(Text-to-region grounding data)
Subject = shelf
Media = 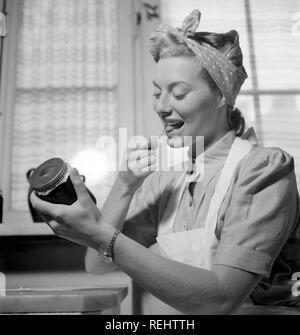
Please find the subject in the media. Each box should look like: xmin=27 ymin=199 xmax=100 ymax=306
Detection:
xmin=0 ymin=223 xmax=54 ymax=236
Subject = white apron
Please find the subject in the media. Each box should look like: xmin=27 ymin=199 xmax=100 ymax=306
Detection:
xmin=141 ymin=128 xmax=257 ymax=314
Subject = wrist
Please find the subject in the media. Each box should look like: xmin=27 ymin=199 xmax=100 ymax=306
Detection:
xmin=90 ymin=221 xmax=117 ymax=252
xmin=95 ymin=222 xmax=122 ymax=263
xmin=98 ymin=229 xmax=121 ymax=264
xmin=116 ymin=173 xmax=141 ymax=195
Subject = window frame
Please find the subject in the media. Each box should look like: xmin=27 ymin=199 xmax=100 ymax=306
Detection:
xmin=240 ymin=0 xmax=300 ymax=142
xmin=0 ymin=0 xmax=136 ymax=235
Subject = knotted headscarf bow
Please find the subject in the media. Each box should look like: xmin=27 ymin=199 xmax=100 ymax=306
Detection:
xmin=149 ymin=10 xmax=247 ymax=107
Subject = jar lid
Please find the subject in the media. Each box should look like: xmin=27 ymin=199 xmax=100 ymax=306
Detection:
xmin=29 ymin=158 xmax=68 ymax=192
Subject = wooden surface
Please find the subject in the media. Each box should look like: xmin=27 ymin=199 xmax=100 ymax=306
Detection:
xmin=0 ymin=286 xmax=127 ymax=314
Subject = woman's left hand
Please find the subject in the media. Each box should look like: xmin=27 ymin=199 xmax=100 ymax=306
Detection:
xmin=30 ymin=168 xmax=114 ymax=251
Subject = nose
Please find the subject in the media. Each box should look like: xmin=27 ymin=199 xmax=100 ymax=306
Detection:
xmin=157 ymin=107 xmax=172 ymax=119
xmin=154 ymin=95 xmax=172 ymax=118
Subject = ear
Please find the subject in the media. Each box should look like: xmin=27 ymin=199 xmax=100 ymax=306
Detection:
xmin=217 ymin=94 xmax=226 ymax=110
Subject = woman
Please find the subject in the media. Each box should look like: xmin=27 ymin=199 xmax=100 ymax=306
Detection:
xmin=31 ymin=10 xmax=300 ymax=314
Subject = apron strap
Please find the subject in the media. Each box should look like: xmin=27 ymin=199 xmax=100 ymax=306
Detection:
xmin=203 ymin=136 xmax=254 ymax=268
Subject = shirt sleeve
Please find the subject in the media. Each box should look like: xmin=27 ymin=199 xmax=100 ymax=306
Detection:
xmin=122 ymin=172 xmax=162 ymax=248
xmin=214 ymin=147 xmax=299 ymax=276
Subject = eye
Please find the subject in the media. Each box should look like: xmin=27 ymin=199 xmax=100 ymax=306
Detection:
xmin=153 ymin=92 xmax=161 ymax=99
xmin=173 ymin=92 xmax=188 ymax=100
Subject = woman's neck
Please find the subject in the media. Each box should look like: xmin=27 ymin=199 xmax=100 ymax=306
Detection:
xmin=191 ymin=125 xmax=231 ymax=160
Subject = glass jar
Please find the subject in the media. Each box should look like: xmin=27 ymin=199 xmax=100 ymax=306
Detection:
xmin=29 ymin=157 xmax=97 ymax=205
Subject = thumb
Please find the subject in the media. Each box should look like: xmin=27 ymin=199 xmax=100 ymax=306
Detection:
xmin=148 ymin=137 xmax=159 ymax=150
xmin=69 ymin=168 xmax=90 ymax=203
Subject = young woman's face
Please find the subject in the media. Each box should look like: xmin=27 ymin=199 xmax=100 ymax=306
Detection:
xmin=153 ymin=56 xmax=224 ymax=144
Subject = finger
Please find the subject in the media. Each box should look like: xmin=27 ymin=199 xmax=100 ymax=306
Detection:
xmin=167 ymin=135 xmax=184 ymax=149
xmin=128 ymin=137 xmax=149 ymax=151
xmin=69 ymin=168 xmax=91 ymax=203
xmin=148 ymin=137 xmax=159 ymax=150
xmin=128 ymin=150 xmax=150 ymax=162
xmin=38 ymin=212 xmax=54 ymax=224
xmin=128 ymin=154 xmax=155 ymax=170
xmin=30 ymin=192 xmax=65 ymax=218
xmin=47 ymin=220 xmax=60 ymax=233
xmin=136 ymin=154 xmax=156 ymax=169
xmin=141 ymin=163 xmax=157 ymax=172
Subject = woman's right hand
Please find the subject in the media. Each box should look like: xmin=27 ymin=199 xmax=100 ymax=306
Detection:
xmin=118 ymin=137 xmax=158 ymax=192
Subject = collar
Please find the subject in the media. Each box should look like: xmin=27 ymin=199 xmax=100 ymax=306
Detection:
xmin=202 ymin=131 xmax=234 ymax=186
xmin=186 ymin=127 xmax=258 ymax=187
xmin=185 ymin=129 xmax=235 ymax=174
xmin=184 ymin=127 xmax=258 ymax=185
xmin=186 ymin=127 xmax=258 ymax=172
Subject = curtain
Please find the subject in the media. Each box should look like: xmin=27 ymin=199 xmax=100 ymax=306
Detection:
xmin=160 ymin=0 xmax=300 ymax=189
xmin=11 ymin=0 xmax=118 ymax=211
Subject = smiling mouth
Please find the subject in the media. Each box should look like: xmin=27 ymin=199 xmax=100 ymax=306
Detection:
xmin=165 ymin=120 xmax=185 ymax=133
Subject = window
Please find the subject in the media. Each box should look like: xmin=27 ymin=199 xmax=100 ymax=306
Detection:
xmin=157 ymin=0 xmax=300 ymax=188
xmin=1 ymin=0 xmax=299 ymax=232
xmin=0 ymin=0 xmax=135 ymax=231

#### What you are asked to do:
Omitting the pictures, repeat all entries exactly.

#### Output below:
Subject = shelf
Media = 
Please find the subject in the media. Each box should look like: xmin=27 ymin=199 xmax=100 ymax=306
Detection:
xmin=0 ymin=223 xmax=54 ymax=236
Subject = white apron
Please find the subject in the media. Each box should look like: xmin=27 ymin=199 xmax=100 ymax=306
Detection:
xmin=141 ymin=128 xmax=257 ymax=314
Subject = wrist
Please find the subject in the media. Each box should look like: xmin=27 ymin=199 xmax=100 ymax=306
Detection:
xmin=90 ymin=221 xmax=117 ymax=252
xmin=95 ymin=222 xmax=122 ymax=263
xmin=98 ymin=229 xmax=121 ymax=264
xmin=116 ymin=173 xmax=141 ymax=195
Subject = window frame
Please find the subject in the media. Each box should look like: xmin=27 ymin=199 xmax=100 ymax=306
Detection:
xmin=240 ymin=0 xmax=300 ymax=142
xmin=0 ymin=0 xmax=136 ymax=235
Subject = knotted headscarf bow
Please find the subject in the media. Each box should look like: xmin=27 ymin=199 xmax=100 ymax=306
Detection:
xmin=149 ymin=10 xmax=247 ymax=107
Subject = jar lid
Please find the subject in the media. Each box should look like: xmin=27 ymin=199 xmax=100 ymax=306
Detection:
xmin=29 ymin=158 xmax=68 ymax=192
Subject = wooden surface
Please find the subject in the media. Each box should look like: xmin=27 ymin=199 xmax=100 ymax=306
Detection:
xmin=0 ymin=286 xmax=127 ymax=314
Subject = woman's left hand
Please find the subject in the media. Each box should look like: xmin=27 ymin=199 xmax=100 ymax=306
Detection:
xmin=30 ymin=168 xmax=114 ymax=251
Subject = nose
Please find the subject in the media. Each box should look like: xmin=27 ymin=199 xmax=100 ymax=306
Detection:
xmin=157 ymin=107 xmax=172 ymax=119
xmin=154 ymin=95 xmax=172 ymax=118
Subject = ear
Please find the subject in the media. Each box should look like: xmin=27 ymin=199 xmax=100 ymax=306
Detection:
xmin=217 ymin=94 xmax=226 ymax=110
Subject = woman
Please find the subject in the media. Each box should look like: xmin=27 ymin=199 xmax=100 ymax=306
Detection:
xmin=31 ymin=10 xmax=300 ymax=314
Subject = apron strap
Please find the subject in the media. Each box should look like: xmin=27 ymin=199 xmax=100 ymax=306
Detection:
xmin=203 ymin=136 xmax=254 ymax=268
Subject = shirt sleeve
Please find the subject in the media. Each box should look like: xmin=27 ymin=199 xmax=100 ymax=306
Detection:
xmin=122 ymin=172 xmax=162 ymax=248
xmin=214 ymin=147 xmax=299 ymax=276
Subject = eye
Please find the subject in the media. Each box should look like: xmin=27 ymin=199 xmax=100 ymax=306
Detection:
xmin=153 ymin=92 xmax=161 ymax=99
xmin=173 ymin=92 xmax=188 ymax=100
Subject = woman's neck
Please find the subject in the media. Each box should look like: xmin=27 ymin=199 xmax=100 ymax=306
Detection:
xmin=191 ymin=125 xmax=231 ymax=160
Subject = glass jar
Please find the subject in the media. Each box should look like: xmin=27 ymin=199 xmax=100 ymax=306
Detection:
xmin=29 ymin=157 xmax=97 ymax=205
Subject = thumb
Please find the subject in the media. Each box should look like: xmin=27 ymin=199 xmax=100 ymax=306
Detection:
xmin=148 ymin=137 xmax=159 ymax=150
xmin=69 ymin=168 xmax=90 ymax=203
Subject = young woman's face
Please find the subject in the media. Each box should look like: xmin=27 ymin=199 xmax=100 ymax=306
Detection:
xmin=153 ymin=56 xmax=224 ymax=144
Subject = finger
Please find the subject in the media. Each box should look like: xmin=27 ymin=199 xmax=100 ymax=306
Detection:
xmin=167 ymin=135 xmax=184 ymax=149
xmin=128 ymin=137 xmax=149 ymax=151
xmin=69 ymin=168 xmax=91 ymax=203
xmin=148 ymin=137 xmax=159 ymax=150
xmin=128 ymin=150 xmax=150 ymax=162
xmin=38 ymin=212 xmax=54 ymax=224
xmin=128 ymin=154 xmax=155 ymax=170
xmin=30 ymin=192 xmax=65 ymax=218
xmin=47 ymin=220 xmax=60 ymax=233
xmin=136 ymin=154 xmax=156 ymax=169
xmin=141 ymin=163 xmax=157 ymax=172
Subject = woman's right hand
Please find the subject in the media. Each box should look like: xmin=27 ymin=199 xmax=100 ymax=306
Detection:
xmin=118 ymin=137 xmax=158 ymax=192
Subject = collar
Please find the subject in the media. Each box should look like: xmin=27 ymin=199 xmax=100 ymax=306
Detection:
xmin=202 ymin=131 xmax=234 ymax=186
xmin=186 ymin=127 xmax=258 ymax=187
xmin=185 ymin=129 xmax=235 ymax=174
xmin=184 ymin=127 xmax=258 ymax=185
xmin=186 ymin=127 xmax=258 ymax=172
Subject = curtain
Please find the subject in the media. Each box should look like: xmin=27 ymin=199 xmax=100 ymax=306
Detection:
xmin=160 ymin=0 xmax=300 ymax=189
xmin=11 ymin=0 xmax=118 ymax=211
Subject = smiling mouth
Please find the subject in the media. Each box should look like: xmin=27 ymin=199 xmax=100 ymax=306
Detection:
xmin=165 ymin=120 xmax=185 ymax=133
Subject = window
Please find the subject in the media. Each box should look like: xmin=27 ymin=199 xmax=100 ymax=306
Detection:
xmin=157 ymin=0 xmax=300 ymax=188
xmin=1 ymin=0 xmax=299 ymax=232
xmin=0 ymin=0 xmax=135 ymax=231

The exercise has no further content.